→ **Task to carry out**
Pick out each line with the word "mirror" from the material that follows.

→ **Data**
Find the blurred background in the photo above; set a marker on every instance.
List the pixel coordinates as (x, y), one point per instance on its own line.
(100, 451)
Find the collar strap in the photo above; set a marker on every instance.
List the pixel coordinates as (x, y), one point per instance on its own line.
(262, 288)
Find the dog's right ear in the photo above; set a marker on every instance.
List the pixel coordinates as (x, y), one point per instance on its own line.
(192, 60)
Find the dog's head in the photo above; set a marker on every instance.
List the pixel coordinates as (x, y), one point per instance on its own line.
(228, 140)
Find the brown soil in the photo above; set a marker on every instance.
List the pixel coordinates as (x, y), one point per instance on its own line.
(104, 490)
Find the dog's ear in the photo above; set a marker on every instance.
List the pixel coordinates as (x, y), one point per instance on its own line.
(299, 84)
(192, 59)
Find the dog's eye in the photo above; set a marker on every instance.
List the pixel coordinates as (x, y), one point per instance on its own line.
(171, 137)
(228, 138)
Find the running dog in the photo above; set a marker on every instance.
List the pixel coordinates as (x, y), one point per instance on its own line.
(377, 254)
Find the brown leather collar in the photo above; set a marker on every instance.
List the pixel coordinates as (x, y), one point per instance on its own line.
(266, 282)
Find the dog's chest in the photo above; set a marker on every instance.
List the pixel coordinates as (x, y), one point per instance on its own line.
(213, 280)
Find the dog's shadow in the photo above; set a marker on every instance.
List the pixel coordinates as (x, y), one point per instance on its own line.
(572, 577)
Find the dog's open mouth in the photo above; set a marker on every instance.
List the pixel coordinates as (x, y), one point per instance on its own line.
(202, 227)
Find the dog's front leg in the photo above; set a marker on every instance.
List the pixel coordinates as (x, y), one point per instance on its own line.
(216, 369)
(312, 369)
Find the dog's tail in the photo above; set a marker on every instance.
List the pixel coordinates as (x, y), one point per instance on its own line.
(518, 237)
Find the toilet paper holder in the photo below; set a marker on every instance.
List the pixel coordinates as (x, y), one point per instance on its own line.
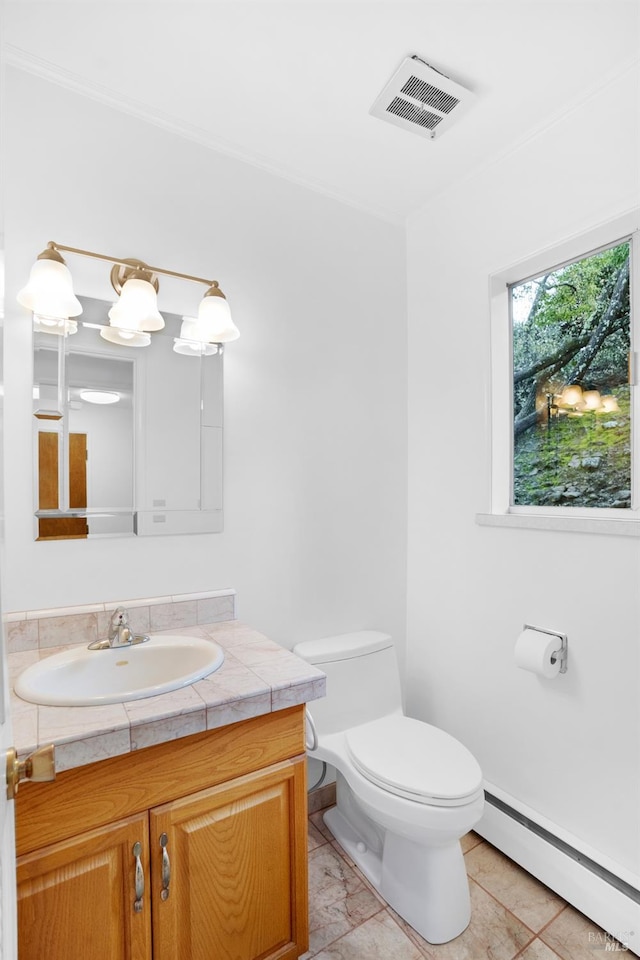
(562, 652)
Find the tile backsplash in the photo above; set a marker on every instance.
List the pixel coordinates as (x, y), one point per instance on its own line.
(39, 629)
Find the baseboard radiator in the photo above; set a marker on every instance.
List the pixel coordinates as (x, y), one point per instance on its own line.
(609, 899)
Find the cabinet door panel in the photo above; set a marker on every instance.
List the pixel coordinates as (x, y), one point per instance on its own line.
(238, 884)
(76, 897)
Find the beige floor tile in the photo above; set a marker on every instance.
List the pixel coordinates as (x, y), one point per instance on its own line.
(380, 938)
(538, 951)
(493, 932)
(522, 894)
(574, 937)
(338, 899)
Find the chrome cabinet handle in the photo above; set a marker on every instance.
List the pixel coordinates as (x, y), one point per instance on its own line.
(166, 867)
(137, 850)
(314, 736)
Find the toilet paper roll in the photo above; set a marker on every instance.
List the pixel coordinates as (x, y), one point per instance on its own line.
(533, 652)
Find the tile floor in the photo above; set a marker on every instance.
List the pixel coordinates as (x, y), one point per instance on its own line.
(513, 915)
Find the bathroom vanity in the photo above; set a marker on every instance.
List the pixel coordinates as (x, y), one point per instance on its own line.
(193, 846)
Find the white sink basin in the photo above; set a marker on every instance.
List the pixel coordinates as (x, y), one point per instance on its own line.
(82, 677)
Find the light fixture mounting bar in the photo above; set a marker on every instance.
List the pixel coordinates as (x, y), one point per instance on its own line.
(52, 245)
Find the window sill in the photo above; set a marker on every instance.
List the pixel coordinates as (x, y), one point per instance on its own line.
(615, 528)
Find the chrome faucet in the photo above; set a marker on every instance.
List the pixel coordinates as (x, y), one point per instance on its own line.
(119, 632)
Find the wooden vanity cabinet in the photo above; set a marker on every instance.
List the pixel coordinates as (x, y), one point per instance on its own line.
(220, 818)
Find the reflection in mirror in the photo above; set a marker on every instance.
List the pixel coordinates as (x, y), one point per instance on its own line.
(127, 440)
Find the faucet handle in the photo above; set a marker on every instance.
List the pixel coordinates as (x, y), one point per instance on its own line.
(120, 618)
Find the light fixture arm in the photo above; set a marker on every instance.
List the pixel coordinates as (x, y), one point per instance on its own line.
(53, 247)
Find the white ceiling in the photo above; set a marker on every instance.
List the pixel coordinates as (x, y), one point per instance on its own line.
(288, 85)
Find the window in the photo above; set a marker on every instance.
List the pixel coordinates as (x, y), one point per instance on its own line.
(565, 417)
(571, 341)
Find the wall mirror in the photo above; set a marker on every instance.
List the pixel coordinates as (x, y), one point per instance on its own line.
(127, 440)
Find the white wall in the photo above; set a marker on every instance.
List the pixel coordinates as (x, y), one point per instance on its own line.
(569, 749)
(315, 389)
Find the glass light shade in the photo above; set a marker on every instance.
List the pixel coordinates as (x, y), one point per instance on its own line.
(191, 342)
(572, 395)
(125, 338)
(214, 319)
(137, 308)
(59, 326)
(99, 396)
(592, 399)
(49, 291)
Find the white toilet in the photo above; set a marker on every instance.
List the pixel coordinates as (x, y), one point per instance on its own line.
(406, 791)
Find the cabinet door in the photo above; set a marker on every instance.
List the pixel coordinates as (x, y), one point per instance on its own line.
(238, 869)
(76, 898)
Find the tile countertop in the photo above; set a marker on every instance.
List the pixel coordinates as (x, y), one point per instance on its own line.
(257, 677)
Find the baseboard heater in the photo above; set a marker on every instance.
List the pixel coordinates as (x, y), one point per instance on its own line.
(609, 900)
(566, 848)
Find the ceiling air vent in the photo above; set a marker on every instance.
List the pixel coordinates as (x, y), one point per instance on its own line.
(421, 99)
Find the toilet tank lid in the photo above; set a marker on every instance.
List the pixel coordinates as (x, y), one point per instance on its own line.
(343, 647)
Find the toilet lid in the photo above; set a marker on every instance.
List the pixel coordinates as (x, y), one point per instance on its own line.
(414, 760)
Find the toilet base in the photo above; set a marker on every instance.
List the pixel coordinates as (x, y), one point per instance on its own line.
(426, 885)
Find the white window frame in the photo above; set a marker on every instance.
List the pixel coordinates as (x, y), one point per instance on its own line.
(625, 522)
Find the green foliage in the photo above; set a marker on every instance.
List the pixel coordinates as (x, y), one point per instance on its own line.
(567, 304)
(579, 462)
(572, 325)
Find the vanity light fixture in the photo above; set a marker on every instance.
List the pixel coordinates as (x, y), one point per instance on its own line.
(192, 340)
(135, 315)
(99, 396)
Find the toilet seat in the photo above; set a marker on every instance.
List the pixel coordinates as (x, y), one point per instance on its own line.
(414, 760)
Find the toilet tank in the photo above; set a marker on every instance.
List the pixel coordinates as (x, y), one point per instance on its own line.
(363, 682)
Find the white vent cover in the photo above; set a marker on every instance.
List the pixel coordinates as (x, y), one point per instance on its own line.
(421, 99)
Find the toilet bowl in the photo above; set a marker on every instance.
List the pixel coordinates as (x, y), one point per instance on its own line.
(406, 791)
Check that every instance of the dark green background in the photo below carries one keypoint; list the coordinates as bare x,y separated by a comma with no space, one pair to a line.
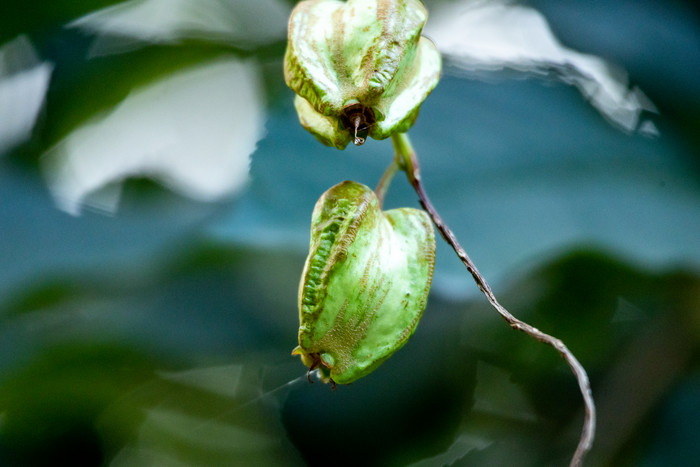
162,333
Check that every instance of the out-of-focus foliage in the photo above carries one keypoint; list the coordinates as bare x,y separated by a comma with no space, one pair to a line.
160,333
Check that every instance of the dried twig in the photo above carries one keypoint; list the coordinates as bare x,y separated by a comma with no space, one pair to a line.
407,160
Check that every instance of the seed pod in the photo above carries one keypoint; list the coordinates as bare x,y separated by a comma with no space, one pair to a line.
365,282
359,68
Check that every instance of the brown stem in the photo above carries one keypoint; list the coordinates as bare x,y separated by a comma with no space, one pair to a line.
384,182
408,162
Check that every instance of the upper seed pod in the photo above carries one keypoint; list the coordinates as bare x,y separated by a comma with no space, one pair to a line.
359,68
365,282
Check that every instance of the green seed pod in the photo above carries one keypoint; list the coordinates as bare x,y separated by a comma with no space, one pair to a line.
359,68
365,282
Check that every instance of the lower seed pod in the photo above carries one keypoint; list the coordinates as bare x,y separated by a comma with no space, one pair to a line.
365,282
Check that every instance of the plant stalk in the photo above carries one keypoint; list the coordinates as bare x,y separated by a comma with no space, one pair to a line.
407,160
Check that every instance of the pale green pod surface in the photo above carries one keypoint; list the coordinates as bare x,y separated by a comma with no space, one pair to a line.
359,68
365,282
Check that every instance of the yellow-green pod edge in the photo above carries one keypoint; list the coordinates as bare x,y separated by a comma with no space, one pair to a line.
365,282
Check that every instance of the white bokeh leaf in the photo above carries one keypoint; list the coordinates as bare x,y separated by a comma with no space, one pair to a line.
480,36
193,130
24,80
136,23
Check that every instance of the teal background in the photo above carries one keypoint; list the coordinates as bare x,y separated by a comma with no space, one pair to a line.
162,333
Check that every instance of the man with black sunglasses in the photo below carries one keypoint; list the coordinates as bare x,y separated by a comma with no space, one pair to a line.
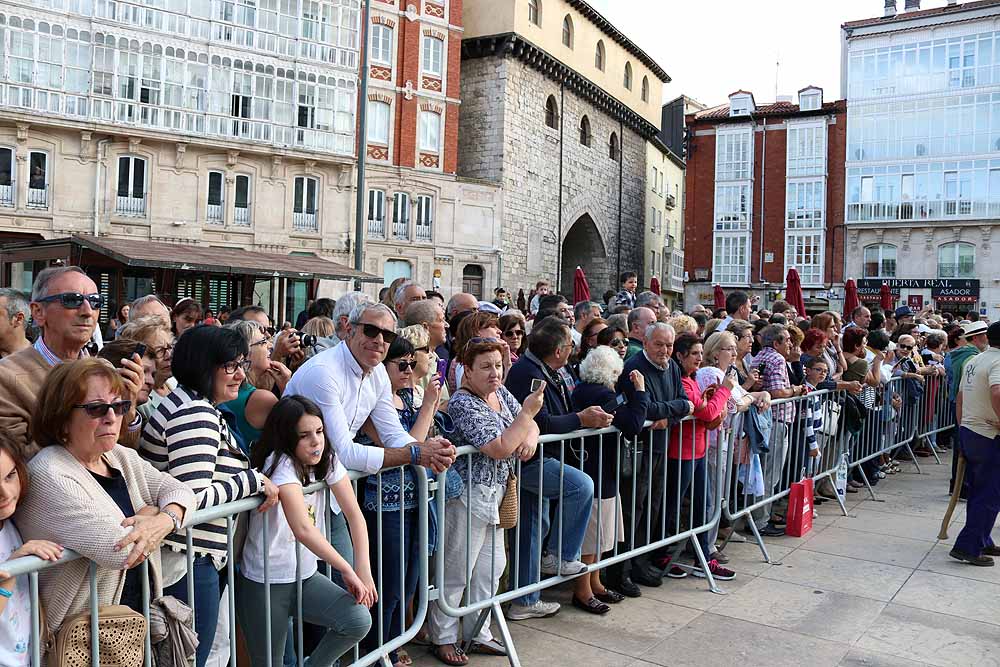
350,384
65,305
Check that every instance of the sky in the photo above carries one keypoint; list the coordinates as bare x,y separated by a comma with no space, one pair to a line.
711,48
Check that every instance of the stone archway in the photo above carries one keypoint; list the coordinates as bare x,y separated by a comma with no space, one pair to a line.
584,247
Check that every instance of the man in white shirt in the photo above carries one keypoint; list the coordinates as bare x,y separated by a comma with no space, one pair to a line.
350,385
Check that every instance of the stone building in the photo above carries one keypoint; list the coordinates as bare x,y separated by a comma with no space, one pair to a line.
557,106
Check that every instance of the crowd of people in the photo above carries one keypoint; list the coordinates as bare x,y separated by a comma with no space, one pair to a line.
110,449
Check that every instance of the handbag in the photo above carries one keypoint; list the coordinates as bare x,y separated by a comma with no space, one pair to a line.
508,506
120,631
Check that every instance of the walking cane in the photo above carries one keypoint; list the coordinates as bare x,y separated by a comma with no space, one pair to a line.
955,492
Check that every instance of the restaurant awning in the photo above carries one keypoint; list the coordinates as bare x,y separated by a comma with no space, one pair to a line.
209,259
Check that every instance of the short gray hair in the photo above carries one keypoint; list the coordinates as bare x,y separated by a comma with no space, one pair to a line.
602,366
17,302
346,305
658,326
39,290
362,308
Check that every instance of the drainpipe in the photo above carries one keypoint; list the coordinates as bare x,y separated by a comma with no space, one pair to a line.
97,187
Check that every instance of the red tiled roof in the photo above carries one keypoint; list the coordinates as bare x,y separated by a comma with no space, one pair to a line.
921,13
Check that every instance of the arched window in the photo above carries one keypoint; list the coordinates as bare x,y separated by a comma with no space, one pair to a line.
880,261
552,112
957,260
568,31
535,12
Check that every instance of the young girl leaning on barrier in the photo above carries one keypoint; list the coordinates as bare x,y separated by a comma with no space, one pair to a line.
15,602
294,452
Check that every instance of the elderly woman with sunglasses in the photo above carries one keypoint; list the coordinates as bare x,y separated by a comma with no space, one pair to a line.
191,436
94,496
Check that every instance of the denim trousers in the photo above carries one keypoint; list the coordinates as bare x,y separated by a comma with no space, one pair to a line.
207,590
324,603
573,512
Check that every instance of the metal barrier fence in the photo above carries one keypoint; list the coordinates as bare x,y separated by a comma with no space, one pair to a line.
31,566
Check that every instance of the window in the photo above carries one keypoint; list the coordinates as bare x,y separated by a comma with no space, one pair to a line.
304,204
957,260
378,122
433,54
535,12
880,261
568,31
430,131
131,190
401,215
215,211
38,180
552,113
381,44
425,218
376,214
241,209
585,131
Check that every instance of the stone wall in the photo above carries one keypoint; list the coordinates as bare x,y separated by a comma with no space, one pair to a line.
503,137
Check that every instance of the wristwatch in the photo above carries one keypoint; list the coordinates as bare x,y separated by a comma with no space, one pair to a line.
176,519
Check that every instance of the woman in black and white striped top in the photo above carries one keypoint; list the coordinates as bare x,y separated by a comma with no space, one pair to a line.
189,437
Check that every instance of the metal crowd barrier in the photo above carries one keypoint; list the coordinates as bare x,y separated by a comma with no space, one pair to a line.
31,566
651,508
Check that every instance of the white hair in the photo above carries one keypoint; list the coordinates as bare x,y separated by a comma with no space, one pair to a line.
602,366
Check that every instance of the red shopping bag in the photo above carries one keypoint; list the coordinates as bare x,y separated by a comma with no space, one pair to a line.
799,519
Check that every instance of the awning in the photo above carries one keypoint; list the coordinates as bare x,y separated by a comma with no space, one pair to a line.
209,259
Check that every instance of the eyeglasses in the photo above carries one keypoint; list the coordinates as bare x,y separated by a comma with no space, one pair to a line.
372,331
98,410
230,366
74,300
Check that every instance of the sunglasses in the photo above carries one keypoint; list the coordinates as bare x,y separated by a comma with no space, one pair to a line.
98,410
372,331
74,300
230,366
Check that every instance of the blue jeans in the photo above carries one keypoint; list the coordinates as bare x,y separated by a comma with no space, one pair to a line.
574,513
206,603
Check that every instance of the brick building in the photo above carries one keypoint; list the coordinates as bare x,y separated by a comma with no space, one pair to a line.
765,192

→ **Solution to this problem**
Find the reflection in mirror in the photo above; set a marker on every instance.
Find the wall mirror in the photo above; set a marker on every instance.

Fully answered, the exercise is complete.